--- Extract provided ---
Feminism is Basically An Ocean, Part II

Tuesday March 25 2014
by Guest Author

This Wave is Kind of Hard to Surf On.

People argue that our generation is lazy. We are apathetic and unmotivated, where’s the activism, where are the protests? We have grown up with feminism -- feminism as a done deal -- and it’s difficult to ignite anger and movement over issues we think are already won. Words like ‘post-feminism’ and ‘ironic sexism’ make us think that gender discrimination is a thing of the past. The second-wavers already won those battles for us, right? We live in a culture that is experiencing very real backlash against feminist ideas, and many young women are afraid of adopting the feminist label. Some honestly believe that we don’t need it.

However, women today are not apathetic. Women have never been apathetic and we don’t plan on becoming apathetic any time soon. Welcome to third-wave feminism. In many cases we have equality on paper but not in practice. We are grateful for the work of second-wavers - much of their progress involved lobbying and policy change, and now we have a pile of rights - but discrimination still occurs in the workplace, on the streets and in the home. We want to change social norms just as much as (if not more so than) policy. Our battles can seem abstract and hard to define. We’re not fighting just to change law, but to change outdated worldviews and social behaviours.
---
> **The exercise**: Print everything in the feminism article from "Feminism is Basically" down to "don’t need it.", word for word.
--- Extracted material ---
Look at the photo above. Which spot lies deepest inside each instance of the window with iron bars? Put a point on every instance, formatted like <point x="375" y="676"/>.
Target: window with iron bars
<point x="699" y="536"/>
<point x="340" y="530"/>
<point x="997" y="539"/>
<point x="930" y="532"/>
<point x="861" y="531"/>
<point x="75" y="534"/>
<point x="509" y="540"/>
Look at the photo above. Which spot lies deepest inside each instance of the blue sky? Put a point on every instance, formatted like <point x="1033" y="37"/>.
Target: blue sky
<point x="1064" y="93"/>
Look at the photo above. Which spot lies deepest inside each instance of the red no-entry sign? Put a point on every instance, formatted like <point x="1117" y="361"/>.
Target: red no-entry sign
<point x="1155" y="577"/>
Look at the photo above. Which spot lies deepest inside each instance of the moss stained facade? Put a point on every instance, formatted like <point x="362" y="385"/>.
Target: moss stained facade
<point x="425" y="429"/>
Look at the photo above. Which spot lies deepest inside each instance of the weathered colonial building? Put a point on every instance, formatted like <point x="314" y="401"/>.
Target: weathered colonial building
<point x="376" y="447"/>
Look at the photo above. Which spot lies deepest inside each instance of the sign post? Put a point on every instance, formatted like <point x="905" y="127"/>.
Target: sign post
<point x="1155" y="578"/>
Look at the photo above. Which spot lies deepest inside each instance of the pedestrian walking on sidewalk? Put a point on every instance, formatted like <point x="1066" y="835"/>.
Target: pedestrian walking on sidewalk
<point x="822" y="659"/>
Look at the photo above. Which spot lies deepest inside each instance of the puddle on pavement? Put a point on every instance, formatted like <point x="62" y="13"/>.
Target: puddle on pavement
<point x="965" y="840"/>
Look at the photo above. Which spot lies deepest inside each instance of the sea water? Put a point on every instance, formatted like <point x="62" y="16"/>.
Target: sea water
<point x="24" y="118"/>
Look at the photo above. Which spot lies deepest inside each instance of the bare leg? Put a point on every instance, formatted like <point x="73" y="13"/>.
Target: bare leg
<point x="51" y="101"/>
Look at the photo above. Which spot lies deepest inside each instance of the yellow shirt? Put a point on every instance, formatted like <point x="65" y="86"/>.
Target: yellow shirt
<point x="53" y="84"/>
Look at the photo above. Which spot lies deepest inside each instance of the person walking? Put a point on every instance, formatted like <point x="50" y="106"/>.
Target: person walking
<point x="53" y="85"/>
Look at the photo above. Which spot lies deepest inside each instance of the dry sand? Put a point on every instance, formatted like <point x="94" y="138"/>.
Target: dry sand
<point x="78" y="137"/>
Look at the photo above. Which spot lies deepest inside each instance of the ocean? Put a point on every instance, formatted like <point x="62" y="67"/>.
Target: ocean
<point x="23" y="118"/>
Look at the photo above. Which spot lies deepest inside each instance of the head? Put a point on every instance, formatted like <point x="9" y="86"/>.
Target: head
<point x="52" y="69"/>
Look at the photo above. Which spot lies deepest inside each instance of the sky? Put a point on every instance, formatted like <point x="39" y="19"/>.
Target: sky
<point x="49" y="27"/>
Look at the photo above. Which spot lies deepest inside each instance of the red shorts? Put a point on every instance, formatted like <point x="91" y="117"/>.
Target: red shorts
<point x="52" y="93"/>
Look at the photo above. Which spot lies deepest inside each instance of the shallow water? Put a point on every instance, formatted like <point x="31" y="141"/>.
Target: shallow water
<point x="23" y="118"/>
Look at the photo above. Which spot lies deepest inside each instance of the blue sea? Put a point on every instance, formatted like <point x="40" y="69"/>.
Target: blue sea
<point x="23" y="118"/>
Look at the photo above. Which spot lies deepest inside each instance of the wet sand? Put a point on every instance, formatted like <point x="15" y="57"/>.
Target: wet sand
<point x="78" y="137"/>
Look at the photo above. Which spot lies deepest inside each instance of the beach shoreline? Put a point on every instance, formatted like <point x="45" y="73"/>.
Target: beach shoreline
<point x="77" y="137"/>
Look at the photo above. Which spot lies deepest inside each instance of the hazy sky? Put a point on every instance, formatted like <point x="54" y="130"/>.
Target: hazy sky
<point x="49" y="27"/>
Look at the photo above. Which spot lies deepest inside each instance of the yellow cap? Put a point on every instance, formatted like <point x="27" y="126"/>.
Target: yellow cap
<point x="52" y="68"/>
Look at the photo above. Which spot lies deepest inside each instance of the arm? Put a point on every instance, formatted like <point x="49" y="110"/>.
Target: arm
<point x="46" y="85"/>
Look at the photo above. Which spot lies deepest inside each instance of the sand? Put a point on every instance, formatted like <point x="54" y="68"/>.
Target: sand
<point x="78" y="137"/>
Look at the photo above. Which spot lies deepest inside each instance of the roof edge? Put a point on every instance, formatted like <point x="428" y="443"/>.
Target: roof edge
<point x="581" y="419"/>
---
> **Output of the task**:
Feminism is Basically An Ocean, Part II

Tuesday March 25 2014
by Guest Author

This Wave is Kind of Hard to Surf On.

People argue that our generation is lazy. We are apathetic and unmotivated, where’s the activism, where are the protests? We have grown up with feminism -- feminism as a done deal -- and it’s difficult to ignite anger and movement over issues we think are already won. Words like ‘post-feminism’ and ‘ironic sexism’ make us think that gender discrimination is a thing of the past. The second-wavers already won those battles for us, right? We live in a culture that is experiencing very real backlash against feminist ideas, and many young women are afraid of adopting the feminist label. Some honestly believe that we don’t need it.